Records of labeled points:

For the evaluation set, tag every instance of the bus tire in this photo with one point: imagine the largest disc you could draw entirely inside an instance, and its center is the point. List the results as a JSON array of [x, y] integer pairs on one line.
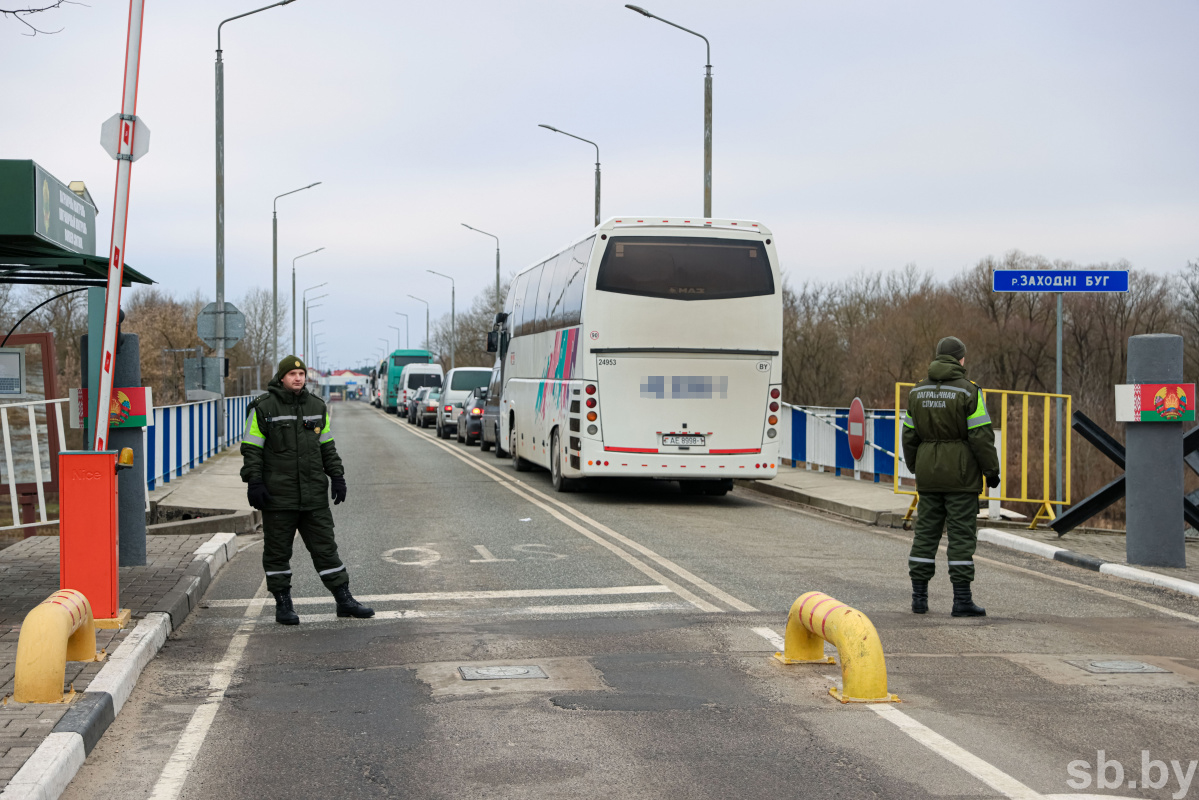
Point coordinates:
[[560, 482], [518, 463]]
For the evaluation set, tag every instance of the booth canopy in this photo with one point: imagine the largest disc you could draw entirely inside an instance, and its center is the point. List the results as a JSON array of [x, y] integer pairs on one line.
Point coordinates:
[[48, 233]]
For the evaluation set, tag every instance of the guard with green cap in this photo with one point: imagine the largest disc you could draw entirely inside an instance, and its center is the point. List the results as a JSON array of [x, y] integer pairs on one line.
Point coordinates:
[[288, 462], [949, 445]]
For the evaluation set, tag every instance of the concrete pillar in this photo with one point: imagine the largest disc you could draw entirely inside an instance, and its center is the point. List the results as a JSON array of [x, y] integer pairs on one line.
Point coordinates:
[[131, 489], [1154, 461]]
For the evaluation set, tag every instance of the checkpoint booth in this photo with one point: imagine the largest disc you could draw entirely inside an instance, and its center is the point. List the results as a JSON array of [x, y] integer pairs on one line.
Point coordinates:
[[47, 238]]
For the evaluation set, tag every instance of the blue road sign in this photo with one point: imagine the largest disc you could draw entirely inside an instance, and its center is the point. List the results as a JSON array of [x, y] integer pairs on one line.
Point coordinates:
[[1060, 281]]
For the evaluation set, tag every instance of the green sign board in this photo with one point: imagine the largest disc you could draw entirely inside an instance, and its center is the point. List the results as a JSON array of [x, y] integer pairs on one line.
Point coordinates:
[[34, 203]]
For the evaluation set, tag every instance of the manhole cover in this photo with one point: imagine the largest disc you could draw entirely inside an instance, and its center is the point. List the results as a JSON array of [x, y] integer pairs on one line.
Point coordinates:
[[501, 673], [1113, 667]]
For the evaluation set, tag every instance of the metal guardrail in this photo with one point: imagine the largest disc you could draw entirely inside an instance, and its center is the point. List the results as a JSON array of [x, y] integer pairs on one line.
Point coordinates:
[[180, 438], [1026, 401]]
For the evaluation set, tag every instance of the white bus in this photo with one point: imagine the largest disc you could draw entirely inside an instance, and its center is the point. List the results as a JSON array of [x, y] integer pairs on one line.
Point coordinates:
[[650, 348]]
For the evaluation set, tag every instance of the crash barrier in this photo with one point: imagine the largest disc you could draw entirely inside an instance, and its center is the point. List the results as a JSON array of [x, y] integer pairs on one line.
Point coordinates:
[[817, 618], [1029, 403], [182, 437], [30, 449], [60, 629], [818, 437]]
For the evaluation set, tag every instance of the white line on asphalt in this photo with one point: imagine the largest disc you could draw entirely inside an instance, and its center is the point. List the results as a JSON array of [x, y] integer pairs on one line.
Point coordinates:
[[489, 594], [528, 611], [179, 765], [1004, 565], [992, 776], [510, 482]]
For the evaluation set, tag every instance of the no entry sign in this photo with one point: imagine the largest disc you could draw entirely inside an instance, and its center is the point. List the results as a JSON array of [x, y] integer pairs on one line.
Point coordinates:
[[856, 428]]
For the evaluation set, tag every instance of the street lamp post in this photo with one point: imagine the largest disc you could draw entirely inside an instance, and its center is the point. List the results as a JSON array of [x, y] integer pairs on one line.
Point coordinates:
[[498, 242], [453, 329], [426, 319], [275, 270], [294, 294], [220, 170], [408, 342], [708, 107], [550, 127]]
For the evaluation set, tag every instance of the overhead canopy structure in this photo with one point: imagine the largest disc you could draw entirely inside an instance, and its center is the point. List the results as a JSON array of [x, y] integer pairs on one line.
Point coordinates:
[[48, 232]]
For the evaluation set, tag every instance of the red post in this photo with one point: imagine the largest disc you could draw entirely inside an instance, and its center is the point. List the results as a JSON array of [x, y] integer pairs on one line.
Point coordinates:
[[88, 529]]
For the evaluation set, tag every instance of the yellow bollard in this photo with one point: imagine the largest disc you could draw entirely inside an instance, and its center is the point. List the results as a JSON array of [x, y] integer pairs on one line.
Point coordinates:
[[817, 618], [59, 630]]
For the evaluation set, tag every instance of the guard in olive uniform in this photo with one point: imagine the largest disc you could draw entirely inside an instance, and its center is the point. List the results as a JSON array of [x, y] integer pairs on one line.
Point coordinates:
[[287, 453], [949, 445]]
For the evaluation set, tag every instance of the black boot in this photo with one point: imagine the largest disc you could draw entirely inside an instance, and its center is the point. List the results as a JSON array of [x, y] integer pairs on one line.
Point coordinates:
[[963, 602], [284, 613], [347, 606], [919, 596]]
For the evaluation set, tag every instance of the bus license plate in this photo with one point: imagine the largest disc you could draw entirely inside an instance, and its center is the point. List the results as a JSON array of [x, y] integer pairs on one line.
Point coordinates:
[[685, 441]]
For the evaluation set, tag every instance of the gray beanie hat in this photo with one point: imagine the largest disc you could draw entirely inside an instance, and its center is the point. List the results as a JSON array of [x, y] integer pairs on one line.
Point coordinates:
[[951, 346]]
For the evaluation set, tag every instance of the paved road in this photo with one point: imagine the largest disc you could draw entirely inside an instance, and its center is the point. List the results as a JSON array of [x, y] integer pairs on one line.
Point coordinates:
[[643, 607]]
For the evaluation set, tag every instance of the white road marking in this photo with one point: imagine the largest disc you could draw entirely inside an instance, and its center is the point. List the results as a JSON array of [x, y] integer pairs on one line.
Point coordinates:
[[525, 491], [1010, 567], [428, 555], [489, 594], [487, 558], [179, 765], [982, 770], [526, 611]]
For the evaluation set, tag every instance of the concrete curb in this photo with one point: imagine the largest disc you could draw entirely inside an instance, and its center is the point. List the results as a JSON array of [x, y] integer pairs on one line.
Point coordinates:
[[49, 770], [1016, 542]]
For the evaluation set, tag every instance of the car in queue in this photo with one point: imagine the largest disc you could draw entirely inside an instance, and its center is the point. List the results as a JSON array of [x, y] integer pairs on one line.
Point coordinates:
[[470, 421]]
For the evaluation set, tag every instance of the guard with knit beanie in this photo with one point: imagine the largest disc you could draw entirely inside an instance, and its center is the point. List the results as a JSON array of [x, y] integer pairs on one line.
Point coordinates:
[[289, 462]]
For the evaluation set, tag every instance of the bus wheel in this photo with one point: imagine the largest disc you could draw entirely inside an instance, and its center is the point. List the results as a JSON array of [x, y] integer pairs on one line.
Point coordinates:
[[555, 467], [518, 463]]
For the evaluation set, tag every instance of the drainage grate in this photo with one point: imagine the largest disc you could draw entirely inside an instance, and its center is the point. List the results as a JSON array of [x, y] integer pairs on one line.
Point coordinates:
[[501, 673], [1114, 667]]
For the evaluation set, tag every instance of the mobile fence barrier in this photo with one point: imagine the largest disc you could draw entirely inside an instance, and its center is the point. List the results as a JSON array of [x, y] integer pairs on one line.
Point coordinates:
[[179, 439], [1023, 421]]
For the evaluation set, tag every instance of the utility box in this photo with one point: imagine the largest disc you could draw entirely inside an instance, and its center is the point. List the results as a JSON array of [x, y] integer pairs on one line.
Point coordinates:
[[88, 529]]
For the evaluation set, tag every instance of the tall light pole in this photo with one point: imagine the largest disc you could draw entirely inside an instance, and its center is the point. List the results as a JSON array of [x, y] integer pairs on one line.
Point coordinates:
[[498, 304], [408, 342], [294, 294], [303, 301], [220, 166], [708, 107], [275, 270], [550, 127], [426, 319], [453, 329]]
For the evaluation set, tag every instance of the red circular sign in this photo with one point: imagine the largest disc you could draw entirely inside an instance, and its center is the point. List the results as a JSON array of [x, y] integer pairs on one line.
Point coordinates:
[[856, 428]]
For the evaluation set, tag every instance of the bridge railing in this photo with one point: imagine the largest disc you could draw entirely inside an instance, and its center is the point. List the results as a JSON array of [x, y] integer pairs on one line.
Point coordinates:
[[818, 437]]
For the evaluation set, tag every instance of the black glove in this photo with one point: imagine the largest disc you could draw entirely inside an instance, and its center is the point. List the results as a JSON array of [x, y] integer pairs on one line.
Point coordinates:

*WHAT IS BEING ASKED:* Format the data between the lines holding "For the evaluation set, tag every instance of the car" and "[[470, 421]]", inclusive, as a two-column CSV with the header row input,output. Write one row for each text and its answer, put each field in double quotes, and replace line breaks with spaces.

*ANSWER FOR THE TASK:*
input,output
"For the evaluation set, tag every instance of the car in queue in this photo with one point: imagine the largest disc you could draw entirely inside an instance, and its center is the point. List the results as a JSON array of [x, y] integer pairs on one line. Point coordinates:","[[470, 421]]"